> _Data excerpts_
-=-=-

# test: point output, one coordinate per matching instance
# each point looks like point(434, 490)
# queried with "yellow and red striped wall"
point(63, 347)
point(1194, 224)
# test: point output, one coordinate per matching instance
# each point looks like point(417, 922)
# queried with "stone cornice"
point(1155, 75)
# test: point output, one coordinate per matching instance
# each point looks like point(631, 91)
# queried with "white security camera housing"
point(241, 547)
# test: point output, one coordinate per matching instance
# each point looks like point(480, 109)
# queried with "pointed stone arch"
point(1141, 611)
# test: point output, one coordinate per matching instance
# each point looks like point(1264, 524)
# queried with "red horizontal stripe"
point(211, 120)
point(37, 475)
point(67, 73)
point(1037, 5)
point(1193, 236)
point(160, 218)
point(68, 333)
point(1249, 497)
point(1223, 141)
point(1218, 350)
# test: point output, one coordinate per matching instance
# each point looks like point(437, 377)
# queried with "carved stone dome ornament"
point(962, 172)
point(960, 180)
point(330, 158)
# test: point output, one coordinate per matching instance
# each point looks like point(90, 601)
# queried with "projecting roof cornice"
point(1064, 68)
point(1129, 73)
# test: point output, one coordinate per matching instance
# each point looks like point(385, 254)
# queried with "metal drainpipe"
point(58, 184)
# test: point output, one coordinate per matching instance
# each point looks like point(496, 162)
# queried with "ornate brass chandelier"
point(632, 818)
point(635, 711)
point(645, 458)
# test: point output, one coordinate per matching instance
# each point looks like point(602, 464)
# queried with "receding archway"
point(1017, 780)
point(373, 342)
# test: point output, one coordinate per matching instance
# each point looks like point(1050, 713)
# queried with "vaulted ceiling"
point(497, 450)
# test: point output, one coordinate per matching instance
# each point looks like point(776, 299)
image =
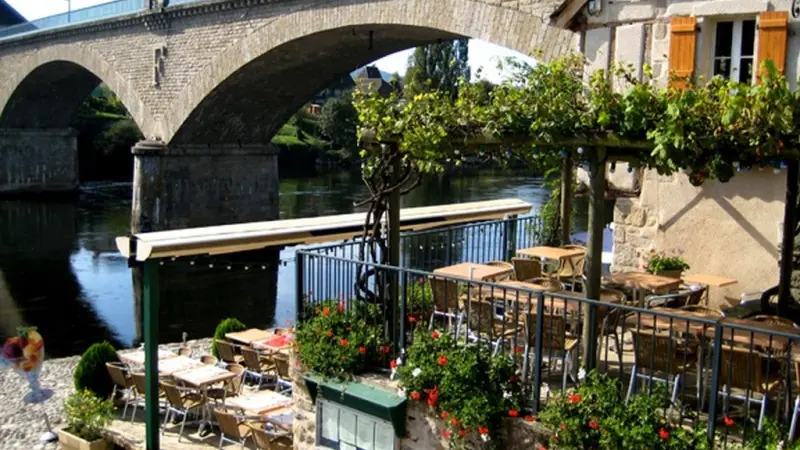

-=-=-

> _To do_
Reproduce the listing from its start through the line containing "point(1194, 224)", swapping "striped" for "patterned" and keeping everything else the same.

> _Answer below_
# test: point output, one coordinate per matching instance
# each point looks like point(434, 490)
# queried with "yellow and red patterned wall"
point(63, 347)
point(1194, 224)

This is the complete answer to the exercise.